### QUOTED PASSAGE ###
IP&TV News talks eMBMS/LTE Broadcast with Carlos Perez (E2E LTE Technical Project Manager, Orange Labs). Perez will be appearing at the LTE Broadcast conference track at TV Connect (28 – 30 April 2015 ExCel, London).
IP&TV News: Hi Carlos. Tell us a bit about the history of your research into eMBMS at Orange Labs?
Carlos Perez: It’s two and half years since we started working on eMBMS. The first thing we do for a new feature or service is try to see whether it’s ready for deployment, whether it’s mature enough. We tested it in the labs and we did proof of concept, and we ended up doing a live demo (using an LTE broadcast ad hoc network) during last year’s Roland Garros. Back then the networks and the technology and the funds were ready, but we still had some things that needed to be wrapped up or modified – there were still some delay issues for when you are in the arena looking at live content.
What about your more recent research?
Right now we are working on the next steps, which are related more to costs (such as total cost of ownership) and interoperability between different vendors and other services.
eMBMS has to live with other LTE features, like voice over LTE, carrier aggregation, etc. We are looking at this right now: trying to see how they will coexist together, because there will probably be some drawbacks or side effects when you have two or three features active at the same time.
And what about the prospective use cases?
You can use eMBMS for different use cases. From a MNO deployment point of view what makes sense is to start with venues and then when bigger eMBMS coverage is available and device penetration increases move to wider uses cases.
The easiest use case would be content push. Let’s say you have a very rich e-magazine, Sports Illustrated for example. You sign with Sports Illustrated and they will push the updated issue to your phone every morning before you leave home for commuting. You could do that using eMBMS in a very efficient manner while the phone is on standby.
So it isn’t just about video?
eMBMS is definitely not just for video. We’re talking about multimedia, so your Sports Illustrated would have all the articles, high definition images and embedded video. We did a proof of concept, and people were amazed by the fact that, if you pre-load the content, it’s very fast when you interact with the application as everything is coming from the phone’s internal flash memory.
### RECORDED INFORMATION ###
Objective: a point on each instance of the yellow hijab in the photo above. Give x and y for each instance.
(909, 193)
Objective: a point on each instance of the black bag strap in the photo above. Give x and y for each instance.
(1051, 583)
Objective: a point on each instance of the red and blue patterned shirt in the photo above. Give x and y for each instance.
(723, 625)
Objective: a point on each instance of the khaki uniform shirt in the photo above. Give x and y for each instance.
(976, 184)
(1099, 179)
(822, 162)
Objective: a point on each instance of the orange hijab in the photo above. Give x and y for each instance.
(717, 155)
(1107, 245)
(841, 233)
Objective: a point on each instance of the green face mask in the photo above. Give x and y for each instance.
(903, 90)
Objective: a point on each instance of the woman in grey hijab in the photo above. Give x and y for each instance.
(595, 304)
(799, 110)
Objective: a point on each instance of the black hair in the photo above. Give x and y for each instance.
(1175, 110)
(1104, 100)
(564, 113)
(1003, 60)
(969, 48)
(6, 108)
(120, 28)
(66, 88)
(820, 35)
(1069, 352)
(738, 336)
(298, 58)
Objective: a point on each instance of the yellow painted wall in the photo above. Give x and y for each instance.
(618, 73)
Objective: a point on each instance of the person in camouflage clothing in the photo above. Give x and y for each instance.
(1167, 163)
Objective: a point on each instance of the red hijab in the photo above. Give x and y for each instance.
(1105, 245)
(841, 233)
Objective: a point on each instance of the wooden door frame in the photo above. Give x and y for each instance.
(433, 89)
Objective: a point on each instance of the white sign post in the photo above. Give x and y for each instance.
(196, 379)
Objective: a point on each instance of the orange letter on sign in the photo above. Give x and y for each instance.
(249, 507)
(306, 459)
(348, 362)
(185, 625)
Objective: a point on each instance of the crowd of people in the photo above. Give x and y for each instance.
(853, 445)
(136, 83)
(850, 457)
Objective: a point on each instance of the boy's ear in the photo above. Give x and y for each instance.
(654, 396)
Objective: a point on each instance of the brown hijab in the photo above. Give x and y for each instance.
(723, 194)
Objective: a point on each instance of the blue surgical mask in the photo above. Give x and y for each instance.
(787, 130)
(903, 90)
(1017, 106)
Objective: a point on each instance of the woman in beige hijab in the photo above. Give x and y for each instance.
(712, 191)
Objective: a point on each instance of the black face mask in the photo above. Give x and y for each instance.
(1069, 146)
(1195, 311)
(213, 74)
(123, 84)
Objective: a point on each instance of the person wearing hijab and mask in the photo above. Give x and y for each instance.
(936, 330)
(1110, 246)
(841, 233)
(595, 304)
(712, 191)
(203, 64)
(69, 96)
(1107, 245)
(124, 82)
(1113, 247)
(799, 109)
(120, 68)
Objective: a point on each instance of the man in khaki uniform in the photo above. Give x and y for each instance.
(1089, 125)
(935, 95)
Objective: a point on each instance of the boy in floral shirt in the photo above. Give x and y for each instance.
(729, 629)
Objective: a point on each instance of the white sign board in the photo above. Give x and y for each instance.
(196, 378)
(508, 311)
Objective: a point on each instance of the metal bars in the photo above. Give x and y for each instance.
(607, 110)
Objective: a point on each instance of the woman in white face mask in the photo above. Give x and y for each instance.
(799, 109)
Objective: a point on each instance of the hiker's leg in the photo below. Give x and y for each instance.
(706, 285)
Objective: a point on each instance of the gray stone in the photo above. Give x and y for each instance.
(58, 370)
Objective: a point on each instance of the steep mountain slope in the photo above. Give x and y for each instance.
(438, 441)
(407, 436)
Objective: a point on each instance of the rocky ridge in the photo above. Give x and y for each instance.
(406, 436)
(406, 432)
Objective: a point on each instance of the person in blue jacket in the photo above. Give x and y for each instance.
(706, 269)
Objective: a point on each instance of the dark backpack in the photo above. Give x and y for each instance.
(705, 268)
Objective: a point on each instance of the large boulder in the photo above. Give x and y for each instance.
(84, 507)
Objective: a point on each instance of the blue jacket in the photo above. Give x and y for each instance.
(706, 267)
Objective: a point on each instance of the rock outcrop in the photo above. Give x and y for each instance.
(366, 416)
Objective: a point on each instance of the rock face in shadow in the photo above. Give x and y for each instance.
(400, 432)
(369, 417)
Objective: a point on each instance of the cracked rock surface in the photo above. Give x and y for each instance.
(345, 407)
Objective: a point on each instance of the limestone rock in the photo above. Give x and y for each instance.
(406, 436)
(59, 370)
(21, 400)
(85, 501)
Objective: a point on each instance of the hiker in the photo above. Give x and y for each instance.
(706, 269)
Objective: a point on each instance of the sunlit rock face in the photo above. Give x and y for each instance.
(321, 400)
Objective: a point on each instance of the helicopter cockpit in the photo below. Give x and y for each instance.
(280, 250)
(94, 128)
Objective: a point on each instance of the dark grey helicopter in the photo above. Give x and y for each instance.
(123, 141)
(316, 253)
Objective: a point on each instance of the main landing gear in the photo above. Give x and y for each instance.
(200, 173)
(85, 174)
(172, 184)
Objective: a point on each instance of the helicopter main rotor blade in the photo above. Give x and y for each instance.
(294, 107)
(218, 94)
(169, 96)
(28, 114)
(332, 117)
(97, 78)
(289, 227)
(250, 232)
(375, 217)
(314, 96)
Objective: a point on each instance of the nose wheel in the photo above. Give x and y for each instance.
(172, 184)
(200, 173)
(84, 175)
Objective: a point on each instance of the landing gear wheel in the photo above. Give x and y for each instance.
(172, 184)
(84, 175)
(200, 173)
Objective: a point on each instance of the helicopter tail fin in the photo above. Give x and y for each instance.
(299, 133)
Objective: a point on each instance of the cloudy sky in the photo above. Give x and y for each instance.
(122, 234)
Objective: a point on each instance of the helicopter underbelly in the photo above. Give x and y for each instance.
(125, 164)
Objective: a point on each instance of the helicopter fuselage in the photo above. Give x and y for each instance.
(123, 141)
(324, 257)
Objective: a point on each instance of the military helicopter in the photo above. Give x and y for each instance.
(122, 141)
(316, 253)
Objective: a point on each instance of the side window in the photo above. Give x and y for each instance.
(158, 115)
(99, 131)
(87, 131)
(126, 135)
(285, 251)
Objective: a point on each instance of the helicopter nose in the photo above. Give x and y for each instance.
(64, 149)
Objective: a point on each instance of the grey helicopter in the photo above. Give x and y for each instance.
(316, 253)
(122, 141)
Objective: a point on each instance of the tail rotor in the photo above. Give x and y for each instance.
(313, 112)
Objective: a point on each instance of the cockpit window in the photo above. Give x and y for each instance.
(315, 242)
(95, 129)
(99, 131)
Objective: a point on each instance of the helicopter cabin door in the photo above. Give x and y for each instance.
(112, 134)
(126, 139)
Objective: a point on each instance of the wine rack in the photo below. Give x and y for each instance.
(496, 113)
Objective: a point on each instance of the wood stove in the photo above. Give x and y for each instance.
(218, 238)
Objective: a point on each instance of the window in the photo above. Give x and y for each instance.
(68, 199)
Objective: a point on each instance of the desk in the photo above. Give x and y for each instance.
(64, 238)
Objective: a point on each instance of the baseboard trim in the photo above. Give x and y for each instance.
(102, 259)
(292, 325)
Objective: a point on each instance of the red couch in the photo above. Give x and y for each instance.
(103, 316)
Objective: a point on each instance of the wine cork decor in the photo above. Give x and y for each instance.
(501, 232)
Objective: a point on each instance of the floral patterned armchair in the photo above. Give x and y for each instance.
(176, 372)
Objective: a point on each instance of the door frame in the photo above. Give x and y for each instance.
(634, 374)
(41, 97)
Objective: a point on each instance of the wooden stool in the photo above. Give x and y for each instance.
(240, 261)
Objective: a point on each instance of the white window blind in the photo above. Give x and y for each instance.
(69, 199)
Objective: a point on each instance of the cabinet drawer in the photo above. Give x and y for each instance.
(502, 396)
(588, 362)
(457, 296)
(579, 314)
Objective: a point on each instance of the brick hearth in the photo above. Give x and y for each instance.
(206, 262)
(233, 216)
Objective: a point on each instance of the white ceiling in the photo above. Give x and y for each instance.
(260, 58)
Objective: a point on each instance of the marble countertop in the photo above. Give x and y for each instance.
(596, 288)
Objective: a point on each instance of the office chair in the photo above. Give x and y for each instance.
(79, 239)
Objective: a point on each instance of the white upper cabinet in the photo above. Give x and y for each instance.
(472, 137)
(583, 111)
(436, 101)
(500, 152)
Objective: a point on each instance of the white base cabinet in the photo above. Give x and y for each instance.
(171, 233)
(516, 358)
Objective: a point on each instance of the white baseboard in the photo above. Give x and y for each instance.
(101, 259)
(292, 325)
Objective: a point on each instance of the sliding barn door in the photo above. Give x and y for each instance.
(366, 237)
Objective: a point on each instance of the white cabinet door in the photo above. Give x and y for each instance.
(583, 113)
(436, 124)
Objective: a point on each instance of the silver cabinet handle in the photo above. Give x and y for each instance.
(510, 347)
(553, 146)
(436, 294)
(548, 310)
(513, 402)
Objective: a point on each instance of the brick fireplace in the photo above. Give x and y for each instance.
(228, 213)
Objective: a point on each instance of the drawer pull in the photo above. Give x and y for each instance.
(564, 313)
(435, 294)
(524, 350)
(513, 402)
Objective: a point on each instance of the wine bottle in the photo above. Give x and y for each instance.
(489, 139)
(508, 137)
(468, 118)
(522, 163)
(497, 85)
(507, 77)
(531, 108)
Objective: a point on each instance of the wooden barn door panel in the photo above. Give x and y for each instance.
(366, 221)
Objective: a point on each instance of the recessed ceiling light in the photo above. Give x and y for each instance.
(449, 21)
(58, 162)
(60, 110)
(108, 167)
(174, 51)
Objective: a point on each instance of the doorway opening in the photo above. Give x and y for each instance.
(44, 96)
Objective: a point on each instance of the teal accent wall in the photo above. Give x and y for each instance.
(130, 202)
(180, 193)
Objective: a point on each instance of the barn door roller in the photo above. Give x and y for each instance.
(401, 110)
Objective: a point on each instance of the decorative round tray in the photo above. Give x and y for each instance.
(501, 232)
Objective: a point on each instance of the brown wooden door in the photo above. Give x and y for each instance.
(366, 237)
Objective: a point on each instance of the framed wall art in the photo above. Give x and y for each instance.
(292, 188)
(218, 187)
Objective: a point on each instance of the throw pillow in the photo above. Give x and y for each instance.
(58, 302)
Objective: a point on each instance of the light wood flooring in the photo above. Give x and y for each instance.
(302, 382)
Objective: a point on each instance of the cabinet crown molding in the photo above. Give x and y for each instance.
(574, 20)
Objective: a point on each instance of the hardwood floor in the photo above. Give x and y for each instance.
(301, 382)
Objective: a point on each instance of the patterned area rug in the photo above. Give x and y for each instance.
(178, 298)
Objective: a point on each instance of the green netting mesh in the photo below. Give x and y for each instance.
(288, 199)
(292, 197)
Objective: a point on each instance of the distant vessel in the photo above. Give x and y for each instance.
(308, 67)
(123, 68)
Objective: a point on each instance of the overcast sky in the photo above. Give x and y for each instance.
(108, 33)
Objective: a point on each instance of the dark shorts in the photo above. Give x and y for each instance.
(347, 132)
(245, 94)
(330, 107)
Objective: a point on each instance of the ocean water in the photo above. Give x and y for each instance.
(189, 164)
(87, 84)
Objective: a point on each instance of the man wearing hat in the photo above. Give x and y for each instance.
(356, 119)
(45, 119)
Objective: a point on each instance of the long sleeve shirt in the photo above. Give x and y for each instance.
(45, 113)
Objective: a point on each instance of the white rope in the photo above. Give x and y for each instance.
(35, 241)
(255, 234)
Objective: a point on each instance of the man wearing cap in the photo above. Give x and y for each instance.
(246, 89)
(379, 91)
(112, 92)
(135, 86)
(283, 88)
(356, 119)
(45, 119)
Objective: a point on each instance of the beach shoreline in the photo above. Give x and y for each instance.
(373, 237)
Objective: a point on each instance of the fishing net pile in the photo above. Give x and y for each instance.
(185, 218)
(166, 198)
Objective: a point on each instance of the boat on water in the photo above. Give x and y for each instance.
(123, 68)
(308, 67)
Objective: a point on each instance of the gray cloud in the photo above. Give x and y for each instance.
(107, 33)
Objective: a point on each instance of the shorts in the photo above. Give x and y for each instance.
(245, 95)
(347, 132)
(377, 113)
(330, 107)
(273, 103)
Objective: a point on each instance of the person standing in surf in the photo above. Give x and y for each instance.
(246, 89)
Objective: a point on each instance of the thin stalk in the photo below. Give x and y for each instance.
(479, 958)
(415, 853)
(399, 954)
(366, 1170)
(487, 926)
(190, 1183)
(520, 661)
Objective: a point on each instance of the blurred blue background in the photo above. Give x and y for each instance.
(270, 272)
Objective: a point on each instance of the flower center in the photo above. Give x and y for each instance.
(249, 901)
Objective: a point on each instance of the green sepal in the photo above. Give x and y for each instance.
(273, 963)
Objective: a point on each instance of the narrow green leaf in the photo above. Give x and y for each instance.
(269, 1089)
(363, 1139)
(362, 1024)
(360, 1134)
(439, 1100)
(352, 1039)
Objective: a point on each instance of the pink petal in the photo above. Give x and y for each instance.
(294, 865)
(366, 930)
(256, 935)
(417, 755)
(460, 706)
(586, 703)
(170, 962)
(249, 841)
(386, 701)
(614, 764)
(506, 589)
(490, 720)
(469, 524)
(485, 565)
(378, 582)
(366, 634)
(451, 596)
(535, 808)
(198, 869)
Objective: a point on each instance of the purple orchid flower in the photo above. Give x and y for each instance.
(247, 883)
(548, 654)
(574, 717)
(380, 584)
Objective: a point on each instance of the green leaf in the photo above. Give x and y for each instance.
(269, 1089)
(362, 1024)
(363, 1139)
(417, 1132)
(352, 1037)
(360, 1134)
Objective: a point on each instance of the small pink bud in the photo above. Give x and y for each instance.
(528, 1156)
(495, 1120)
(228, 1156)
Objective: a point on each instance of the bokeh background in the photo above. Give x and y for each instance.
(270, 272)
###
### TO BE DONE
a) Reproduce the eMBMS interview starting at "Carlos Perez: It’s" and ending at "at live content.", substituting "public trial" for "live demo".
b) According to the eMBMS interview, why was interacting with the application so fast when the content had been pre-loaded?

### RESPONSES TO THE TASKS
a)
Carlos Perez: It’s two and half years since we started working on eMBMS. The first thing we do for a new feature or service is try to see whether it’s ready for deployment, whether it’s mature enough. We tested it in the labs and we did proof of concept, and we ended up doing a public trial (using an LTE broadcast ad hoc network) during last year’s Roland Garros. Back then the networks and the technology and the funds were ready, but we still had some things that needed to be wrapped up or modified – there were still some delay issues for when you are in the arena looking at live content.

b) Pre-loaded content is fast to interact with because everything comes from the phone's internal flash memory.